_The task_.
Within the material below, find each line bearing the word "negative" and present it.

_Task data_.
------------------------------

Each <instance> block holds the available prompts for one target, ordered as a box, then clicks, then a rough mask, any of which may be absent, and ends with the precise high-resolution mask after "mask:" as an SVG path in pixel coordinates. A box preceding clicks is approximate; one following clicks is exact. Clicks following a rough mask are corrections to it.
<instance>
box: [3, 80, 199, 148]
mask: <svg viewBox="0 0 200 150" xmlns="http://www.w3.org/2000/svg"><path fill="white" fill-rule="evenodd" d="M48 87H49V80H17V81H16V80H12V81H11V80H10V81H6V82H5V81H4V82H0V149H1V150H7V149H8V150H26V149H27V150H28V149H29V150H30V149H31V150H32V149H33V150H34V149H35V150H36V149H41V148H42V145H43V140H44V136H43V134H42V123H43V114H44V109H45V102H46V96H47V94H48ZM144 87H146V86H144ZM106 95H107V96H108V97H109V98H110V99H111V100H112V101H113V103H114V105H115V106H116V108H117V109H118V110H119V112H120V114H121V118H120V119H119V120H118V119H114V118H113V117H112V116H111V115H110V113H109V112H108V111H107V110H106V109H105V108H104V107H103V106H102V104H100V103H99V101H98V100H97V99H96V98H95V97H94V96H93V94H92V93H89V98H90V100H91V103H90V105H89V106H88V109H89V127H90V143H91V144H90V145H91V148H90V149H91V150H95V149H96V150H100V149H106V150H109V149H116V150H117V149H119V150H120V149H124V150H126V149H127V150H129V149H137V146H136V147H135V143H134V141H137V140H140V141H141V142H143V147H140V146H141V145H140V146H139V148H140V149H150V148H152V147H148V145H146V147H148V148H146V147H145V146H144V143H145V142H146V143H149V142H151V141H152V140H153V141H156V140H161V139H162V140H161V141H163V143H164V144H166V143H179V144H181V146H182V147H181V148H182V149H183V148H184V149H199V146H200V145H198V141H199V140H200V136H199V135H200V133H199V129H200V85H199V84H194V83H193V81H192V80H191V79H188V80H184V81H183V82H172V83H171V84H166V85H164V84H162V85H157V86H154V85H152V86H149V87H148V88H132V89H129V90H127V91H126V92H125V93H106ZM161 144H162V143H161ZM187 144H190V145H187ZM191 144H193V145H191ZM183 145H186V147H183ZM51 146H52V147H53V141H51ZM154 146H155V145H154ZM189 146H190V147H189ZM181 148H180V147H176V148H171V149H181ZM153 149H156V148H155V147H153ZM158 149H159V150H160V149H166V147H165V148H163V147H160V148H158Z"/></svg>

------------------------------

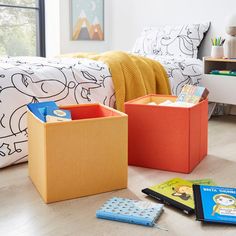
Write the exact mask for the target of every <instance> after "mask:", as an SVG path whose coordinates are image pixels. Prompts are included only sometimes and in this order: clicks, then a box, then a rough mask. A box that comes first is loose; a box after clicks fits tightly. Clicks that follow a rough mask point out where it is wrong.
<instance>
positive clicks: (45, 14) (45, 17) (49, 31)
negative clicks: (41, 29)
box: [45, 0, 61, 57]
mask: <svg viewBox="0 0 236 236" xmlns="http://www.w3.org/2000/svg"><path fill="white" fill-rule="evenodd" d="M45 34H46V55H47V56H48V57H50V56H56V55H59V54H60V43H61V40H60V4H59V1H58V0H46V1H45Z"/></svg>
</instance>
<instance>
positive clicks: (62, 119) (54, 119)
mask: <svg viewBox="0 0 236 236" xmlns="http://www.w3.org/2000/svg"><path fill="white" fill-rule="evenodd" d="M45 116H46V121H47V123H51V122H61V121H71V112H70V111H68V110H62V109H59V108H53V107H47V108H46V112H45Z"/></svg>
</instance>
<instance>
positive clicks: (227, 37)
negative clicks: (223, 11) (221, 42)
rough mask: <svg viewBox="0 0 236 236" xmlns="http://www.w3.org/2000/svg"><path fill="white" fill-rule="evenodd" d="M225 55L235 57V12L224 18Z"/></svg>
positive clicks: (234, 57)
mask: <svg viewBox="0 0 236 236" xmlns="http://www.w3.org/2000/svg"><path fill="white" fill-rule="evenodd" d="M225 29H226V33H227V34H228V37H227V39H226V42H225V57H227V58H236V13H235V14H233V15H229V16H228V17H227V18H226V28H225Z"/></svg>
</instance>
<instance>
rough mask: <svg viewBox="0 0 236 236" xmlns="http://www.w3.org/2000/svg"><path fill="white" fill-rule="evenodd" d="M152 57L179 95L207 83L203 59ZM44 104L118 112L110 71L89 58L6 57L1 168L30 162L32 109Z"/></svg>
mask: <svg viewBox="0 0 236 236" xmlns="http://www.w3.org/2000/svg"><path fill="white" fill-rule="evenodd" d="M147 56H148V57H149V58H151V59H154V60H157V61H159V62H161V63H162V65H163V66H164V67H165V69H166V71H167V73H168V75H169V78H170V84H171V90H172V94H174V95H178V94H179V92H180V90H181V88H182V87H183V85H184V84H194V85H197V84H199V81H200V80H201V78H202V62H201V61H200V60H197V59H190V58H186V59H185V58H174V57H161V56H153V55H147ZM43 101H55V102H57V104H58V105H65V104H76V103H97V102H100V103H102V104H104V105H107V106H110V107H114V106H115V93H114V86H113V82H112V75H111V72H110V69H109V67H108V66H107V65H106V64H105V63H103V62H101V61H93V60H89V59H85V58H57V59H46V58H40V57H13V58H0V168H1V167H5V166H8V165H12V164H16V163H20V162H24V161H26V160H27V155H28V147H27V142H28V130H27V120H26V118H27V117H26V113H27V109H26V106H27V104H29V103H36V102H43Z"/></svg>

------------------------------

_Expected output_.
negative clicks: (41, 29)
negative clicks: (223, 11) (221, 42)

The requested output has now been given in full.